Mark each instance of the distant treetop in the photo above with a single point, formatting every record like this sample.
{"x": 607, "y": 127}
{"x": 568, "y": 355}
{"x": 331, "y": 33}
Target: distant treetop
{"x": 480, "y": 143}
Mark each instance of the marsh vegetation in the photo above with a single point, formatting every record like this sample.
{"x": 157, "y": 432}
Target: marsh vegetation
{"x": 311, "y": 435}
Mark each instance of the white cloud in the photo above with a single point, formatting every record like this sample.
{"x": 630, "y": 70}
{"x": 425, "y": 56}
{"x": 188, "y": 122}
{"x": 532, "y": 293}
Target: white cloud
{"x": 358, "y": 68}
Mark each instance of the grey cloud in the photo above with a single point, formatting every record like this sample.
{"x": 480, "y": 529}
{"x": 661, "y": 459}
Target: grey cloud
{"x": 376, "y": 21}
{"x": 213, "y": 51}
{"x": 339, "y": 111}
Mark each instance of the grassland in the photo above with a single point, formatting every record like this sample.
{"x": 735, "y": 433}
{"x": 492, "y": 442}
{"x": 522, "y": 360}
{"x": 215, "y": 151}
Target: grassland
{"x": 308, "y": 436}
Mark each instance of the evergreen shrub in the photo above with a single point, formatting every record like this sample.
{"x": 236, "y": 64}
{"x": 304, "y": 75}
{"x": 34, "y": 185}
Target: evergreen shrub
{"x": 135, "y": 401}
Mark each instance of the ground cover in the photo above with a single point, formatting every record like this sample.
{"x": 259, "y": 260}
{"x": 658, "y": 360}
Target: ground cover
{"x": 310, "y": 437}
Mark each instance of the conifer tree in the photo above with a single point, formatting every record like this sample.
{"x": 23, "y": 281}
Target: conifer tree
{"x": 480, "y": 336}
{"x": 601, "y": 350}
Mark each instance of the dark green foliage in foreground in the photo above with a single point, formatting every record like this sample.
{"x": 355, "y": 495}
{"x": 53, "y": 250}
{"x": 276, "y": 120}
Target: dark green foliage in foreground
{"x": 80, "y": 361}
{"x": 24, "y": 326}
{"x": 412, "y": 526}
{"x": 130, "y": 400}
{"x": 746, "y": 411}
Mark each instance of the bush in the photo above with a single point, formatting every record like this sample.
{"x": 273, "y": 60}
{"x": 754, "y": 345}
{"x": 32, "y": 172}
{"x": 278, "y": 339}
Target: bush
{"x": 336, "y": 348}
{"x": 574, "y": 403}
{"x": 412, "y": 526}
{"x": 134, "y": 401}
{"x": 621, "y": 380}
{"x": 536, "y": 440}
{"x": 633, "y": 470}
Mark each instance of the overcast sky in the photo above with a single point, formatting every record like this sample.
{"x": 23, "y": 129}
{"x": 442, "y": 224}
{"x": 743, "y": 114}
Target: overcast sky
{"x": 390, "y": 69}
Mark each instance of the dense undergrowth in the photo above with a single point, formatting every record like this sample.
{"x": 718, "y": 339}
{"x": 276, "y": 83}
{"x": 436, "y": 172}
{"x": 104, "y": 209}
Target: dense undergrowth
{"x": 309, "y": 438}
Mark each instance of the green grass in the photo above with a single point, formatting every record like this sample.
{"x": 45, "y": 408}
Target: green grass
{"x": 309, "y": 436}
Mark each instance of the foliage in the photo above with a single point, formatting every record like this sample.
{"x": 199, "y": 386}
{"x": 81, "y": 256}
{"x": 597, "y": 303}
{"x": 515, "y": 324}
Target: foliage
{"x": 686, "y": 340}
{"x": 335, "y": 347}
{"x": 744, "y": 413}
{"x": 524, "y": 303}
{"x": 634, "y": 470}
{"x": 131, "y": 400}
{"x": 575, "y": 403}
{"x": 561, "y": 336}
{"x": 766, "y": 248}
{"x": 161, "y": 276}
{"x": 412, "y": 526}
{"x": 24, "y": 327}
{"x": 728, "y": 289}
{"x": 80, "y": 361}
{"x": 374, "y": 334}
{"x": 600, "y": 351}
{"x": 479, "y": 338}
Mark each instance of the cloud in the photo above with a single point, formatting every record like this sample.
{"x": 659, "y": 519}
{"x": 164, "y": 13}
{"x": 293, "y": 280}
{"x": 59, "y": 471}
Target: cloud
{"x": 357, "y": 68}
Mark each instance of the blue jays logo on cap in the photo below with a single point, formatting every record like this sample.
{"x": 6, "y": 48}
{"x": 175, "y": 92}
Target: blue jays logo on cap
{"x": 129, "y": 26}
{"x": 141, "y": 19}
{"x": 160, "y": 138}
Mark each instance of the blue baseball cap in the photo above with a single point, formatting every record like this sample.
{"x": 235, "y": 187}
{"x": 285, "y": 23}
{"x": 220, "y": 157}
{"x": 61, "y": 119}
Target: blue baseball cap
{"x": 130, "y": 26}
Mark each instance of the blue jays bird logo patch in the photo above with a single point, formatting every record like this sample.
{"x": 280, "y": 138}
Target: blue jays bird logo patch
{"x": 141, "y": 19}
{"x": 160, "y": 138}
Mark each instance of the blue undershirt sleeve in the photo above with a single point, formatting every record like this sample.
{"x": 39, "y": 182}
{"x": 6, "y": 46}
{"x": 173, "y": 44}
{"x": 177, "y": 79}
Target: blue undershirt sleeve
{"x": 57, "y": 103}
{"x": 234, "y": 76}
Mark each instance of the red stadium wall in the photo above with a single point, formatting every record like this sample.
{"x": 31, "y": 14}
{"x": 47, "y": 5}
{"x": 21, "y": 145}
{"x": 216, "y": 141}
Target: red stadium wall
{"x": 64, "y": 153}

* [BRIEF]:
Extract, word for word, each line of the listing above.

* [YOUR RESPONSE]:
Mark each instance of the distant treetop in the photo above with a single point, formatting every record like this sample.
{"x": 607, "y": 127}
{"x": 568, "y": 355}
{"x": 331, "y": 33}
Target: distant treetop
{"x": 480, "y": 143}
Mark each instance of the marsh vegetation in the photo above with a single point, formatting every record like this sample.
{"x": 157, "y": 432}
Target: marsh vegetation
{"x": 311, "y": 435}
Mark each instance of the white cloud in the photo above with a single point, formatting every record like this sample.
{"x": 630, "y": 70}
{"x": 425, "y": 56}
{"x": 188, "y": 122}
{"x": 532, "y": 293}
Target: white cloud
{"x": 358, "y": 68}
Mark each instance of the grey cloud in the photo above with a single point, formatting every record like this sample.
{"x": 480, "y": 529}
{"x": 661, "y": 459}
Target: grey cloud
{"x": 376, "y": 21}
{"x": 213, "y": 51}
{"x": 339, "y": 111}
Mark each instance of the grassland in the photo above with a single point, formatting every record like this sample.
{"x": 735, "y": 433}
{"x": 492, "y": 442}
{"x": 522, "y": 360}
{"x": 215, "y": 151}
Target: grassland
{"x": 308, "y": 436}
Mark each instance of the evergreen shrub in the photo above with a single point, formatting every record like this sample.
{"x": 236, "y": 64}
{"x": 304, "y": 75}
{"x": 34, "y": 185}
Target: evergreen shrub
{"x": 135, "y": 401}
Mark each instance of the ground cover in the photo above with a single point, formatting every record like this sample.
{"x": 259, "y": 260}
{"x": 658, "y": 360}
Target: ground cover
{"x": 310, "y": 437}
Mark each instance of the conifer tree in the photo above with a single point, formatting every record like this sample.
{"x": 23, "y": 281}
Target: conifer tree
{"x": 480, "y": 336}
{"x": 601, "y": 350}
Mark each instance of the dark green foliage in foreground in the photo above with a single point, formatting every record like this sample.
{"x": 355, "y": 495}
{"x": 53, "y": 250}
{"x": 276, "y": 120}
Target: dark green foliage in foreground
{"x": 80, "y": 361}
{"x": 24, "y": 326}
{"x": 412, "y": 526}
{"x": 130, "y": 400}
{"x": 746, "y": 411}
Mark each instance of the bush in the photo above with a single point, formatting every record like this sample.
{"x": 273, "y": 60}
{"x": 754, "y": 345}
{"x": 32, "y": 172}
{"x": 278, "y": 339}
Target: bush
{"x": 336, "y": 348}
{"x": 574, "y": 403}
{"x": 412, "y": 526}
{"x": 134, "y": 401}
{"x": 621, "y": 380}
{"x": 536, "y": 440}
{"x": 633, "y": 470}
Mark each instance of the overcast sky in the photo above with a single point, formatting every record like this sample.
{"x": 23, "y": 129}
{"x": 442, "y": 224}
{"x": 743, "y": 114}
Target: overcast sky
{"x": 390, "y": 69}
Mark each instance of the dense undergrowth in the photo above with a single point, formatting every record like this sample.
{"x": 718, "y": 339}
{"x": 276, "y": 83}
{"x": 436, "y": 172}
{"x": 104, "y": 209}
Target: dense undergrowth
{"x": 309, "y": 438}
Mark each instance of the green grass in the photo above with a single point, formatting every record like this sample.
{"x": 45, "y": 408}
Target: green grass
{"x": 309, "y": 436}
Mark each instance of the foliage in the photo above with a single point, formatting every record like this sample.
{"x": 199, "y": 386}
{"x": 81, "y": 256}
{"x": 597, "y": 303}
{"x": 515, "y": 324}
Target: foliage
{"x": 686, "y": 340}
{"x": 335, "y": 347}
{"x": 744, "y": 413}
{"x": 524, "y": 303}
{"x": 634, "y": 470}
{"x": 131, "y": 400}
{"x": 575, "y": 403}
{"x": 561, "y": 336}
{"x": 766, "y": 248}
{"x": 161, "y": 276}
{"x": 412, "y": 526}
{"x": 24, "y": 327}
{"x": 728, "y": 289}
{"x": 80, "y": 361}
{"x": 374, "y": 334}
{"x": 600, "y": 351}
{"x": 479, "y": 338}
Mark each instance of the cloud in the photo above with a single point, formatting every record like this sample.
{"x": 659, "y": 519}
{"x": 164, "y": 13}
{"x": 293, "y": 280}
{"x": 59, "y": 471}
Target: cloud
{"x": 357, "y": 68}
Mark each instance of the blue jays logo on cap in the photo below with a single point, formatting every record like this sample.
{"x": 6, "y": 48}
{"x": 175, "y": 92}
Target: blue jays logo on cap
{"x": 129, "y": 26}
{"x": 141, "y": 19}
{"x": 160, "y": 138}
Mark each instance of the blue baseball cap in the photo above with a single point, formatting every record like this sample.
{"x": 235, "y": 187}
{"x": 285, "y": 23}
{"x": 220, "y": 157}
{"x": 61, "y": 119}
Target: blue baseball cap
{"x": 130, "y": 26}
Mark each instance of the blue jays bird logo patch in the photo above with a single point, formatting every record like this sample.
{"x": 280, "y": 138}
Target: blue jays bird logo patch
{"x": 141, "y": 19}
{"x": 160, "y": 138}
Mark each instance of the blue undershirt sleeve in the photo above with a single point, formatting every record like this sample.
{"x": 39, "y": 182}
{"x": 6, "y": 46}
{"x": 173, "y": 44}
{"x": 177, "y": 79}
Target: blue undershirt sleeve
{"x": 57, "y": 103}
{"x": 234, "y": 76}
Mark each instance of the red stadium wall in the photo above with a single point, formatting every record like this sample.
{"x": 31, "y": 14}
{"x": 47, "y": 5}
{"x": 21, "y": 145}
{"x": 216, "y": 141}
Target: red stadium wall
{"x": 64, "y": 153}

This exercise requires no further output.